Passage shown:
_ _ _ _

John the Monkey said:


> B17N on the SCR2.0 (lovely) and B17 on the LHT at the moment. Love them both, and there's no better way to carry the carradice (imo).



Agree +1 on the B17 - I love mine. I did try it on the karakum bike, but I kept slipping forward, so put it back on my road bike for which it's perfect and ordered the B67, which I got for the pricely sum of £25 new.


----------



## Darkmarkster (31 Mar 2010)

http://www.wiggle.co.uk/p/cycle/7/Carradice_Bagman_Standard_Sport_Saddle_Bag_Support/5360042590/

this one?


----------



## ChristinaJL (31 Mar 2010)

Darkmarkster said:


> I think you should just work for Carradice and get them all as company perks then you can surround yourself with them



That would be a plan, although I think I'd prefer to work for Cervelo.  I used to work for a climbing gear manufacturer and they kitted me out completely with new gear so I wasn't climbing with competitors kit!!!


----------



## Darkmarkster (31 Mar 2010)

_ _ _ _

Entries provided:

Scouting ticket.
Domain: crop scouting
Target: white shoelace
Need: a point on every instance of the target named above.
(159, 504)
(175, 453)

_ _ _ _

Short exercise 1:
Answer these questions about the cycling forum thread.
(a) How much did the poster who ordered the B67 pay for it new?
(b) Which company does ChristinaJL say she would prefer to work for?
(c) What kind of company did ChristinaJL once work for?
Short exercise 2: Set down the stretch of the cycling forum thread from "## ChristinaJL (31" through "with competitors kit!!!".
The items come from a different source than the text.

Right answer 1:
(a) £25
(b) Cervelo
(c) A climbing gear manufacturer

Right answer 2:
## ChristinaJL (31 Mar 2010)

Darkmarkster said:


> I think you should just work for Carradice and get them all as company perks then you can surround yourself with them



That would be a plan, although I think I'd prefer to work for Cervelo.  I used to work for a climbing gear manufacturer and they kitted me out completely with new gear so I wasn't climbing with competitors kit!!!